# Task brief:
For each statement below, say yes or no according to the post about recognizing emotional abuse, and quote the words of the post that decide it. 1. The writer's partner has a strong social network of his own. 2. The writer explains staying so long by not knowing the relationship wasn't normal. 3. The writer once got the chance to have someone objective review everything about the relationship.

Wow. Thanks to all of you again. This is really hard on me but it's also tremendously necessary. I've been reading up on what someone mentioned here about emotional abuse and I am torn apart by how much I recognize. Over the years I have received numerous belittling comments (or "jokes"), silent treatments, heard him tell me how worthless some of my friends were... and also his friends by the way. He hasn't got a really vital social network for himself maybe due to this. 

GOD HOW CAN IT BE THAT I NEVER SAW THIS BEFORE!

I think the best way to explain why I stayed so long and have kids with him, is because I didn't know this relationship wasn't normal. There have been numerous times when I literally thought: I wish I could take everything I know about us, up to every little interaction, and place it in the head of someone objective. Of course there never was a chance to do this and each time, he has convinced me that it was either me, or both of us, or he was sorry and it would never happen again.

Stored records
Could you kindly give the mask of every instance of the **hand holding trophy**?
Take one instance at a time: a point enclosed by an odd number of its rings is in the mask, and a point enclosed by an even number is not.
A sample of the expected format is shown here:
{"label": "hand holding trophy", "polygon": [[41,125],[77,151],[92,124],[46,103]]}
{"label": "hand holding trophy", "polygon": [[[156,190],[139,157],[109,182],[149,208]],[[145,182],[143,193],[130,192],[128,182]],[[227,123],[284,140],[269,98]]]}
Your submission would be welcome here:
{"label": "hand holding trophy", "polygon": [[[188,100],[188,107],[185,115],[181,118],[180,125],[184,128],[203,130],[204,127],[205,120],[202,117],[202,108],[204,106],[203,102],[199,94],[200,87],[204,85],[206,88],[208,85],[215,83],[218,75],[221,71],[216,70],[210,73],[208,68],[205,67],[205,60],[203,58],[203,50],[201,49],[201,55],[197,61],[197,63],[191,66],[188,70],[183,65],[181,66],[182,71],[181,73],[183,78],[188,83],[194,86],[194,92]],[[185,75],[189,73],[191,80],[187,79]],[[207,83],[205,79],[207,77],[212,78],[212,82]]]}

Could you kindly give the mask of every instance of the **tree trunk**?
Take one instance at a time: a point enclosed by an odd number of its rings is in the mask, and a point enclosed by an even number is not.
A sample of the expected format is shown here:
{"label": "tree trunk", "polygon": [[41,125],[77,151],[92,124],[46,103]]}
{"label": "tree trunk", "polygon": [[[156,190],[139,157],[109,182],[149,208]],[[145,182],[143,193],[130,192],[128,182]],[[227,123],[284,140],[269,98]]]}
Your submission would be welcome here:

# Solution for this task:
1. No: "He hasn't got a really vital social network for himself maybe due to this."
2. Yes: "I think the best way to explain why I stayed so long and have kids with him, is because I didn't know this relationship wasn't normal."
3. No: "Of course there never was a chance to do this"